EXCERPTED TEXT >>
Stanislav’s hands are thick with scars and callouses to the point that he can reach into his ovens and grab hot kettles without gloves or other protection. “Peac” is tattooed across the knuckles of his right hand, and “Qiet” is tattooed across the left. He tolerates neither ruckus nor fracas in the Goat & Raven, and he is more than happy to let his fists enforce this rule (2 attacks per round, 1d4+1 damage each). It has become something of an informal rite of passage among the young men of Wyrdwood to get beaten up by Stanislav Arn.

Stanislav was married to Luscilla Gull, a human woman and member of his old adventuring party. She died of an unknown illness five years after she and Stanislav retired to Wyrdwood. Village rumor says that Stanislav buried her with a fortune in jewelry and treasure. Luscilla’s grave lies in the cemetery behind the Gray Chapel. Stanislav interred her coffin beneath an elaborately decorated burial vault. Hand-crafted and tear-stained by a grieving dwarf, the vault is indestructible my mortal means. It requires a combined Strength of 50 to lift the vault off the coffin. Luscilla’s body is bedecked with 3000gp worth of gold and jewels. Should someone rob his dead wife’s grave, Stanislav will make it his life’s work to kill the thief.

Sunday, March 29, 2020

Lord Wyrd's Library


Lord Wyrd’s library is massive and sprawling. It is also messy and disorganized with no categorization system that anyone can determine. His family’s collection of ancient tomes and treatises is unmatched outside of academic circles. The library contains information on a wide variety of subjects, but most of the collection deals with the Wyrdwood and its environs, inhabitants, and history. There are no magical tomes or spellbooks to be found here.

Lord Wyrd deeply values his ancestral library and does not allow just anyone access to it. PCs will either need to sneak in or gain the trust and confidence of Lord Wyrd or his daughter.

Research Rolls
If you have access to Lord Wyrd’s library, ask a single question about the Wyrdwood and spend 1d8+8 hours in research. Roll 2d6+INT.
  • 6 or less: Your search is fruitless. Your time is wasted and you lose any accumulated +1s to your research roll. But the GM will tell you some unrelated but interesting (if not necessarily important or useful) rumor, bit of trivia, or lore that you stumbled across in your research.

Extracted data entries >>
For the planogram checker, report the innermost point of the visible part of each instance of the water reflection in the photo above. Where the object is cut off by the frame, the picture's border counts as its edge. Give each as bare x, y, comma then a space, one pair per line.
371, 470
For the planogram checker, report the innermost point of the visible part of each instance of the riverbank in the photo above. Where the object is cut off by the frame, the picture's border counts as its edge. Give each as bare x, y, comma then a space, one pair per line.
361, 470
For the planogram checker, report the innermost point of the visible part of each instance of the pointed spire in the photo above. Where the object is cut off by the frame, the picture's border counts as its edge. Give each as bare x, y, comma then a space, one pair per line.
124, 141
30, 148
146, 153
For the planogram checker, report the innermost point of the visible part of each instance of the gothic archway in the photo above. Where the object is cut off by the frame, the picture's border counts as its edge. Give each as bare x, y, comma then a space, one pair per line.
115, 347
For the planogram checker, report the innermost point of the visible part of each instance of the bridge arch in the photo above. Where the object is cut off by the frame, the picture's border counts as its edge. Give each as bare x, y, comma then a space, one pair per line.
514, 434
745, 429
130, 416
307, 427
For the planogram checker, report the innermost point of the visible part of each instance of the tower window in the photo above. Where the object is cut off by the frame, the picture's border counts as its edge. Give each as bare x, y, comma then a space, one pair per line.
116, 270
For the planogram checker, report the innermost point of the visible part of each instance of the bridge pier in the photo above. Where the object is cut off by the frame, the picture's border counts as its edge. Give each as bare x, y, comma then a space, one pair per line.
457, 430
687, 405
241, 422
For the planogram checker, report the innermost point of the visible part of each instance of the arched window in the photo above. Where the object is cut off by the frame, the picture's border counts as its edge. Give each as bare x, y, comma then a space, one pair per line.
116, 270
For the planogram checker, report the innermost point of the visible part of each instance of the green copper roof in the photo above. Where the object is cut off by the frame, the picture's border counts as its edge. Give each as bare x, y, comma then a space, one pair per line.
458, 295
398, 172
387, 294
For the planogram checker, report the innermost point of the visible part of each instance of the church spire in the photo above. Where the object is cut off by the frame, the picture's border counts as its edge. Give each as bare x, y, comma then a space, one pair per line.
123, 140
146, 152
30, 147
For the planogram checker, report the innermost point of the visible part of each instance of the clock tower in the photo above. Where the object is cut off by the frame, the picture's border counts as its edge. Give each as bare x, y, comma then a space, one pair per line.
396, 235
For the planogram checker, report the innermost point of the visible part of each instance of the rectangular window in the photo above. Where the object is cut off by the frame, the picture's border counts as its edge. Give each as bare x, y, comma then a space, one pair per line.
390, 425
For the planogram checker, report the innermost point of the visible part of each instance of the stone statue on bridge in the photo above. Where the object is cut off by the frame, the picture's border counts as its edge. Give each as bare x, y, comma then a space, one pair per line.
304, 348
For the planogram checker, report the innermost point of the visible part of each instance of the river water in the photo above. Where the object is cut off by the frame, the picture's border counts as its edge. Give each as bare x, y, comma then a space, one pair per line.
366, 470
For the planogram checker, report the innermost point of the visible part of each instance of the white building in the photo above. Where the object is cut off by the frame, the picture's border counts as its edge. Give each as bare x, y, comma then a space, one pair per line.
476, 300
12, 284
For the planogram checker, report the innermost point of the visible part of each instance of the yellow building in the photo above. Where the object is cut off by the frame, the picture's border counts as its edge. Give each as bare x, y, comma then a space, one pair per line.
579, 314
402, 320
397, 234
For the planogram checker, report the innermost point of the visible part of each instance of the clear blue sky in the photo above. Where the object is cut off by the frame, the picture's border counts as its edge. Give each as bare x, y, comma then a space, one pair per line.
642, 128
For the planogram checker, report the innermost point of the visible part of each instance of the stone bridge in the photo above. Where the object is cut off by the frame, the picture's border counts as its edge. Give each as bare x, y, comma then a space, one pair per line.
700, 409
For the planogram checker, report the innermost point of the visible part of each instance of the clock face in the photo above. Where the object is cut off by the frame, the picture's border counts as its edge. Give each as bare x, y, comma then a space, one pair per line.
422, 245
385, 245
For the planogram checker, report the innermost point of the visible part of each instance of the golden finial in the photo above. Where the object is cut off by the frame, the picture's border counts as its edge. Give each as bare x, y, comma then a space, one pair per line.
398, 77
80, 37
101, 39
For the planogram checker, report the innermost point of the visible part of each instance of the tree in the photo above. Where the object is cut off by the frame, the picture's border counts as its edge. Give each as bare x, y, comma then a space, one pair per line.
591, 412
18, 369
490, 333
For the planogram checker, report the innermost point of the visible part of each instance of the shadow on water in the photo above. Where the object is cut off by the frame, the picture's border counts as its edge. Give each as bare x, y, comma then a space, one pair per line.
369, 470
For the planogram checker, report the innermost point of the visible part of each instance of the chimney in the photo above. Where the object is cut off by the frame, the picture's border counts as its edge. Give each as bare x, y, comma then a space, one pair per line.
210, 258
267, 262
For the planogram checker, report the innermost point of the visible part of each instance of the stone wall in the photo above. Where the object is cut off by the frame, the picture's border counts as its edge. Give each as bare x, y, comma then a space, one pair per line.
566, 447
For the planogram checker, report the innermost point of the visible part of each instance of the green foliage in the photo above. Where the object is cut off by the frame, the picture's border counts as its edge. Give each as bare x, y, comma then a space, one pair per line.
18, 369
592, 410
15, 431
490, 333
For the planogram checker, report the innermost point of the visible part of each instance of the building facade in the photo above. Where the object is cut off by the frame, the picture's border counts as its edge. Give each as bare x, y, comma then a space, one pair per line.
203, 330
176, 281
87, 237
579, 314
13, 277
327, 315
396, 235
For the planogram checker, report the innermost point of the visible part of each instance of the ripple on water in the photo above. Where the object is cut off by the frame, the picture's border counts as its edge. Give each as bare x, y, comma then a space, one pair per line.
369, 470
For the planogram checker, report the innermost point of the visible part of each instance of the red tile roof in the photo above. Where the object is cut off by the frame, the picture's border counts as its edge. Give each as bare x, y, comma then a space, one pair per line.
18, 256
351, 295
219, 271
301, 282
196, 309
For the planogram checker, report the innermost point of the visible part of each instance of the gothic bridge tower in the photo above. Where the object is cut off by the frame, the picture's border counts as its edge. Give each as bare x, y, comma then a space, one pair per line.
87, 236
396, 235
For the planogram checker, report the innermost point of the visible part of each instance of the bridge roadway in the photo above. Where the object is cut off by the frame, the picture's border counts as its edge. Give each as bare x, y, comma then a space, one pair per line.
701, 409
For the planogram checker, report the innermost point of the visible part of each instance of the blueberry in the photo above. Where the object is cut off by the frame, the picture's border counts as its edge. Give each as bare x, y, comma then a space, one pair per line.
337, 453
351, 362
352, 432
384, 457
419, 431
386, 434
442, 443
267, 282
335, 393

CHALLENGES >>
A – In the Wyrdwood setting text, what combined Strength is required to lift the vault off Luscilla's coffin?
B – Pick up the Wyrdwood setting text after its last sentence and continue it.

OUTPUTS >>
A – A combined Strength of 50.

B –
  • 7-9: You haven’t found the answer yet, but you’re on the right track. Take +1 to the next research roll you make regarding your question.
  • 10: You have found the answer to your question. Your GM will give it to you as a single statement. Any follow-up questions you make can be researched with a +1 to the roll.


If you want to help someone in their research, spend the same amount of time with them, and roll 2d6+INT
  • 6 or less: You are a distraction and a font of bad information. Your friend takes -1 to their research roll.
  • 7-9: You neither help nor hinder your friend, but you get a +1 to your next assistance roll.
  • 10+: You find some helpful information or leads. Give +1 to your friend’s research roll.


Thursday, March 26, 2020

Wyrdwood Village

I've got a new campaign idea in my head, because clearly I don't have enough projects to keep me busy. I'm not sure what I'm going to do with it right yet. Once the plague leaves our far lands, I'm probably going to propose it as the next campaign for my home group. Or, if I ever get room for another online game I might run it as like a virtual open-table.

It's a spooky (but not horror) rustic hex-crawl setting centered around a haunted forest and anchored by a little village full of eccentric NPCs. I'm going for a kind of dream-like weirdness more than horror. it's a gothic fairytale vibe without going into full-blown Burton territory, like a Roger Corman meets Guillermo del Toro thing. System-wise I think Beyond the Wall and Other Adventures is the best fit.

Here are my vague and poorly organized concept notes...

Wyrdwood Village (Setting)

Keys: Dreamlike, folktales, decay, mystery
Specifically not a horror setting, despite some of the folk horror trappings.
A small village spread around an ancient manor house occupied by the mysterious Lord Wyrd and his household.
Lord Wyrd is mysterious with vaguely-defined supernatural influence on the area. Of an alien mood, but surprisingly benign. His family has been here as long as the village has, with no records showing their origin. Lord Wyrd has been the master of the Manor as long as anyone can remember.
The Wyrdwood is a primeval, spooky fairytale forest full of strange ruins, monsters, and secrets. The village has only one path in--the old covered bridge.
People (PCs and other weirdos) just “show up” in Wyrdwood village, coming across the bridge. Sometimes by accident, sometimes on purpose, sometimes by invitation from Lord Wyrd. Designed to facilitate bringing new characters/players into the campaign.
Visitors are welcome, and Lord Wyrd is quite happy to provide rooms for guests within the Manor, as long as they behave themselves.
Every week, a masked man driving a wagon comes into town to resupply the merchants and take their money to deposit “back in the city.” This "city" is never discussed in detail. Anyone who attempts to follow the wagon driver when he leaves the village never returns to Wyrdwood. None of this strikes the villagers as unusual. Wyrdwood Manor
  • Many secret passages and hidden chambers
  • A strange art gallery
  • Lord Wyrd’s bored and lustful daughter
  • The locked bedroom of Lord Wyrd’s dead son.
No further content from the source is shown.